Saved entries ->
--- START ---

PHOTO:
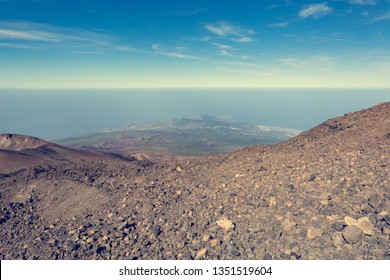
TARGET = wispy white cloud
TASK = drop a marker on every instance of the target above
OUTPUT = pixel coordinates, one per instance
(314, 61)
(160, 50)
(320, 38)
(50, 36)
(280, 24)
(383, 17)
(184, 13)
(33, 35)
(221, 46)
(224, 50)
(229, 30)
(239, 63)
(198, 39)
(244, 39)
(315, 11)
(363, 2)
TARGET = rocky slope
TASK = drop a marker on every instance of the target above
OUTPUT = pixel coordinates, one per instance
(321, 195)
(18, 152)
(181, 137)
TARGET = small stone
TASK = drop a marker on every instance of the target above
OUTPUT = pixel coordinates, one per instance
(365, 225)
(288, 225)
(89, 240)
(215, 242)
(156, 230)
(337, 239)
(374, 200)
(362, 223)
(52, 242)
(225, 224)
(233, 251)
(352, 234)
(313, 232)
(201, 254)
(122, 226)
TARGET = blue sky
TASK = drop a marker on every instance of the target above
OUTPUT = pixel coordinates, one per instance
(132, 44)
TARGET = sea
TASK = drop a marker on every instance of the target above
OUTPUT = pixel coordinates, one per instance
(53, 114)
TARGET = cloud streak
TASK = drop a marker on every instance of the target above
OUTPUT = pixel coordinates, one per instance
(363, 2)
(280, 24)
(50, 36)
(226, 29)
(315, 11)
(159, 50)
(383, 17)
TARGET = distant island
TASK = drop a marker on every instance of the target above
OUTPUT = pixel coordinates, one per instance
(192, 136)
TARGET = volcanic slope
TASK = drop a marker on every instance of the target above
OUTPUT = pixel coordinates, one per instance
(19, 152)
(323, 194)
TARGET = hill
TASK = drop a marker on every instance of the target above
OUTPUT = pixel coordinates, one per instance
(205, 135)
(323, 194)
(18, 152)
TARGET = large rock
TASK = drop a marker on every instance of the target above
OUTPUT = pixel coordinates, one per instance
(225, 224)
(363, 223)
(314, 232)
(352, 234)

--- END ---

PROBLEM DETAILS -> Exact copies of the line containing "TARGET = distant island" and of every line after it through the end of the entries are all that should be output.

SOLUTION ->
TARGET = distant island
TASK = drop a marker on every instance of the target above
OUTPUT = pixel coordinates, one per instance
(192, 136)
TARGET = volcanic slope
TASK = drop a marker on every instance of the target above
OUTPUT = pixel coordinates, one per instance
(19, 152)
(323, 194)
TARGET = hill
TASK = drop a marker on every instance of the target above
OUTPUT = pixel coordinates, one per instance
(205, 135)
(323, 194)
(18, 152)
TARGET = large rock
TASK = drop a marker on every instance of the target above
OUTPUT = pixel coordinates, one per instance
(225, 224)
(363, 223)
(314, 232)
(352, 234)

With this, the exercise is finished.